Homeless-A Meditation for Lent, Day 14


I dreamed I dwelled in a homeless place
Where I was lost alone
Folk looked right through me into space
And passed with eyes of stone.– Allen Ginsburg, New Stanzas for Amazing Grace

You got a fast car
We go cruising to entertain ourselves
You still ain’t got a job
I work in a market as a checkout girl
I know things will get better
You’ll find work and I’ll get promoted
We’ll move out of the shelter
Buy a bigger house and live in the suburbs.—Tracy Chapman, Fast Car

Remember the homelessness crisis? It used to be something we cared about, but then we got tired of it, like a faded movie star who embarrassed us one time too many.

The guy on the corner, hustling up a couple bucks for a sandwich or Magnum Malt Liquor. The old woman with a swollen face, her black teeth pushing against wind-chapped lips. The woman and her three kids in the shelter, hoping that this time she won’t go back to the man who grabs her by the throat and slams her head against the wall. The Army veteran who mutters about the Agent Orange in his blood, turning his chromosomes to jelly.

poor-children-1712544_1920Remember when they were in the news? Remember when they were on your mind? Remember when your heart ached as you considered their plight?

- Dataset -

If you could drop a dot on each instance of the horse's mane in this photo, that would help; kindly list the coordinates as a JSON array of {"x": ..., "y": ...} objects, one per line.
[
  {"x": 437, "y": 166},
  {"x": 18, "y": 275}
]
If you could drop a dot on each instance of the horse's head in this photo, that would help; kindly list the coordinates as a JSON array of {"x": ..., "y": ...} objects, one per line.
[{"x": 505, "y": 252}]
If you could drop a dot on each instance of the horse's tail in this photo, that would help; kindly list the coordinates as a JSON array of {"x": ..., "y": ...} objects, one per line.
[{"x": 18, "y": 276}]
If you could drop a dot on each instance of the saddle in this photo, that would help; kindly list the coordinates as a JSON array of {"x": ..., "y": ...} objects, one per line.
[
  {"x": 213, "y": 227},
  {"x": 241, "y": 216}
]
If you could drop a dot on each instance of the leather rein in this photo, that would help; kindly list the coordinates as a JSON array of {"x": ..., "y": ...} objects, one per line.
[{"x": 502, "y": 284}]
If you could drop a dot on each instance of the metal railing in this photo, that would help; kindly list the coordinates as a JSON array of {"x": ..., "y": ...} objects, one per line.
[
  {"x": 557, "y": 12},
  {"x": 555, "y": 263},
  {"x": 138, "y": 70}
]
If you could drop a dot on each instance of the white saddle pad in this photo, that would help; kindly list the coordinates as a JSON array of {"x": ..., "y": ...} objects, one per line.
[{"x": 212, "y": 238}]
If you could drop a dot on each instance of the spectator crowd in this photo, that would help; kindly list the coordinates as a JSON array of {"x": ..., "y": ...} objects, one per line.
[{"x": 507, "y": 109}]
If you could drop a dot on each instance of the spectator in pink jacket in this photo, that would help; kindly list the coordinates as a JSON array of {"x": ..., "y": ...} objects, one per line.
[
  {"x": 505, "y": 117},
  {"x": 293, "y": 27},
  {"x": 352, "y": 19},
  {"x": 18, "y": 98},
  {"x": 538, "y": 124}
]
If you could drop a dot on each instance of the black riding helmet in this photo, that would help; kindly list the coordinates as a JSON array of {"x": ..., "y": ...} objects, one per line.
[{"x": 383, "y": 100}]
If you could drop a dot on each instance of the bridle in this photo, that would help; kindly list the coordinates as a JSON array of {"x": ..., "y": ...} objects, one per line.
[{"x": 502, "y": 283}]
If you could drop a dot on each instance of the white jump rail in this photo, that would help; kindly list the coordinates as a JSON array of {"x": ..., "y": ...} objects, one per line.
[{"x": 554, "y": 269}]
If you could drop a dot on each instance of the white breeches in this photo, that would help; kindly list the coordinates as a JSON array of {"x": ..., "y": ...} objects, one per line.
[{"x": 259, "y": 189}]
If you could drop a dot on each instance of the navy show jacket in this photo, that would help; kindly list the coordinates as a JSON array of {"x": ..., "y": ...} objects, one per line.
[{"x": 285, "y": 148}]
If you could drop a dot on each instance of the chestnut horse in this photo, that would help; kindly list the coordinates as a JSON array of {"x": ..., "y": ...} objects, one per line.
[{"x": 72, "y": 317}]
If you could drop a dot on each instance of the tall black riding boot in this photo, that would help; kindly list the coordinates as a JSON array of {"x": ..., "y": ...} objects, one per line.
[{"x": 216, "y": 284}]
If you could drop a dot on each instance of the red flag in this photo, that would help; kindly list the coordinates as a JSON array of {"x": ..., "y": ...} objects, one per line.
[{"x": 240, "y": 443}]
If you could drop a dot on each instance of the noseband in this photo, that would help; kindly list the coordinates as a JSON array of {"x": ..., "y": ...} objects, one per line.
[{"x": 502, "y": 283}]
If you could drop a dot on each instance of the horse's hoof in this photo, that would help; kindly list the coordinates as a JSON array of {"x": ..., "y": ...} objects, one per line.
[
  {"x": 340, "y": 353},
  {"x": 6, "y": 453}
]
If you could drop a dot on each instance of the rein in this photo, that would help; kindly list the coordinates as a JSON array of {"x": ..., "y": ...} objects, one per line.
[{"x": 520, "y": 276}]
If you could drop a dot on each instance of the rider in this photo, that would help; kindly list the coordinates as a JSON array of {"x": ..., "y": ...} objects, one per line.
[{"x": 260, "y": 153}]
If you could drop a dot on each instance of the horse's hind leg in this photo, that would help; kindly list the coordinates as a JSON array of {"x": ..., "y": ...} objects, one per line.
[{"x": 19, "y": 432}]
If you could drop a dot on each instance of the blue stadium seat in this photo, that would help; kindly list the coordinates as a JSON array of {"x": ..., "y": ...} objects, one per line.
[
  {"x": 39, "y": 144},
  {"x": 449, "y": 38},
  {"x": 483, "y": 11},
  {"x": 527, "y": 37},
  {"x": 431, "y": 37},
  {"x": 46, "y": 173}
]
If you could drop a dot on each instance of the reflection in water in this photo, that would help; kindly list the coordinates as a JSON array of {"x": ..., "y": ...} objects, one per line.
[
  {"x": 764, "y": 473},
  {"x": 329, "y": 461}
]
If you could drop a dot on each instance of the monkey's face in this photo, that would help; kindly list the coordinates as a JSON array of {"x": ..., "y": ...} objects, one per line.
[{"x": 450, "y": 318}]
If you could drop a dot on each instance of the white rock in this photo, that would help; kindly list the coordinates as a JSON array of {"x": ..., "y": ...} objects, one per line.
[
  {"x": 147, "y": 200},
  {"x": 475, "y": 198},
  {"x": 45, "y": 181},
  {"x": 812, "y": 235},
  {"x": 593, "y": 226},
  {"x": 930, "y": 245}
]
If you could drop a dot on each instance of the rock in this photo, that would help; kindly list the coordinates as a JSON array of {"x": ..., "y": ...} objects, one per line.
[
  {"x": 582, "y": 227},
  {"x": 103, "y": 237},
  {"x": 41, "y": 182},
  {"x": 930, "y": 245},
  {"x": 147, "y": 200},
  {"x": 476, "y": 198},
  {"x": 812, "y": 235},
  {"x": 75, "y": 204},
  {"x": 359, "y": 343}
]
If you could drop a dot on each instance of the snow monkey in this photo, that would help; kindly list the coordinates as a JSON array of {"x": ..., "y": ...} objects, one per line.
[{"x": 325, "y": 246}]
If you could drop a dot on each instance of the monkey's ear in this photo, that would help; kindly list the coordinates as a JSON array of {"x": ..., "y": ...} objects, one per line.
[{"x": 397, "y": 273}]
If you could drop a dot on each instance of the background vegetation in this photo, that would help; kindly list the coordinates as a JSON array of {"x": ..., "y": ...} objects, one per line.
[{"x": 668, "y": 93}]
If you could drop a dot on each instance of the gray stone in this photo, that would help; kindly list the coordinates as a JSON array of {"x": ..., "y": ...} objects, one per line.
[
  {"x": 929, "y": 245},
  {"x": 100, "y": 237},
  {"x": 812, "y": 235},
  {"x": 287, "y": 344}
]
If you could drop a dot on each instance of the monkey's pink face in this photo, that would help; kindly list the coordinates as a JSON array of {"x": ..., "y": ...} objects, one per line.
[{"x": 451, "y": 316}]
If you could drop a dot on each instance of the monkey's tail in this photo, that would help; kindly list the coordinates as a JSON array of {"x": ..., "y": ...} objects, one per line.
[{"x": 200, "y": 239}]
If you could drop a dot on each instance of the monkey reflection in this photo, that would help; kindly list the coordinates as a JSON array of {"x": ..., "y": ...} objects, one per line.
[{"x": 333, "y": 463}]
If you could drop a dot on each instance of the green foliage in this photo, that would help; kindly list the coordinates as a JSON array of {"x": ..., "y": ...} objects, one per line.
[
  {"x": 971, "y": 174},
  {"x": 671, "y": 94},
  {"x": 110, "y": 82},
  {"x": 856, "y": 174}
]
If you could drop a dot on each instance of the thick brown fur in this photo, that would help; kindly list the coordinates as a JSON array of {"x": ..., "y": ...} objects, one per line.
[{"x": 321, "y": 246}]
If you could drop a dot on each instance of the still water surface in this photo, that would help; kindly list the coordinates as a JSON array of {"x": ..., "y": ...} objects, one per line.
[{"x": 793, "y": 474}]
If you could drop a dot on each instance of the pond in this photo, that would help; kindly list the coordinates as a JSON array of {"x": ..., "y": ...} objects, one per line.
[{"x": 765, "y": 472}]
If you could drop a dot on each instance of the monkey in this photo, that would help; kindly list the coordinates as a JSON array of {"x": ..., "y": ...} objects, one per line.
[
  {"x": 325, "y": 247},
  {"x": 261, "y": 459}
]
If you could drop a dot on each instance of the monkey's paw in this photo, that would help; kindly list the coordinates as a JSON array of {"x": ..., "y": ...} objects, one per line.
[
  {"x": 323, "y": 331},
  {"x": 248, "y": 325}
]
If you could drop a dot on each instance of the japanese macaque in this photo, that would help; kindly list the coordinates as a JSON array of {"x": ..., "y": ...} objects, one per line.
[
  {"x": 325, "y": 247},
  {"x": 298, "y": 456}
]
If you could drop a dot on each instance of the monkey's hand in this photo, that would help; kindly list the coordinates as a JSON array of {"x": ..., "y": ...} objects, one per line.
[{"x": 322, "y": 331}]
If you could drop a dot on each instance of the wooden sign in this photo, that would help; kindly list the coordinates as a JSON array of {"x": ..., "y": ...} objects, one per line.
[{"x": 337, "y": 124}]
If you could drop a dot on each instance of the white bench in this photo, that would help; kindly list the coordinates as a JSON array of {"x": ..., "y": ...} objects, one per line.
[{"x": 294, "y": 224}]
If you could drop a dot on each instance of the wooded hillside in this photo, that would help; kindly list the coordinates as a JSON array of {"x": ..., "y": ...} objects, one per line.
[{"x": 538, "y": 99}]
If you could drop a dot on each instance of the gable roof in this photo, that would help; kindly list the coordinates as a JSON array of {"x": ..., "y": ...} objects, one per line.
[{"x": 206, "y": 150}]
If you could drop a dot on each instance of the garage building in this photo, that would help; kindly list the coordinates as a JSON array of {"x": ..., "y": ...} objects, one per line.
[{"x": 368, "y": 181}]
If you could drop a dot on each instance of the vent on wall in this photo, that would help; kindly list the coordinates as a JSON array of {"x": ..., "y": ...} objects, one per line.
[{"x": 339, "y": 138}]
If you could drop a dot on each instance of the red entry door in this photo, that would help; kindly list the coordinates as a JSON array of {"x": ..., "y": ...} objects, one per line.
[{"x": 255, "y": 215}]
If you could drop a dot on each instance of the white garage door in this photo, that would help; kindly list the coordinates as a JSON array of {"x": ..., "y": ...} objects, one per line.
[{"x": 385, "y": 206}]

- What to work on -
Quote in full the Lent meditation on homelessness. These rows were taken from a different source than the text.

- Task answer -
Homeless-A Meditation for Lent, Day 14


I dreamed I dwelled in a homeless place
Where I was lost alone
Folk looked right through me into space
And passed with eyes of stone.– Allen Ginsburg, New Stanzas for Amazing Grace

You got a fast car
We go cruising to entertain ourselves
You still ain’t got a job
I work in a market as a checkout girl
I know things will get better
You’ll find work and I’ll get promoted
We’ll move out of the shelter
Buy a bigger house and live in the suburbs.—Tracy Chapman, Fast Car

Remember the homelessness crisis? It used to be something we cared about, but then we got tired of it, like a faded movie star who embarrassed us one time too many.

The guy on the corner, hustling up a couple bucks for a sandwich or Magnum Malt Liquor. The old woman with a swollen face, her black teeth pushing against wind-chapped lips. The woman and her three kids in the shelter, hoping that this time she won’t go back to the man who grabs her by the throat and slams her head against the wall. The Army veteran who mutters about the Agent Orange in his blood, turning his chromosomes to jelly.

poor-children-1712544_1920Remember when they were in the news? Remember when they were on your mind? Remember when your heart ached as you considered their plight?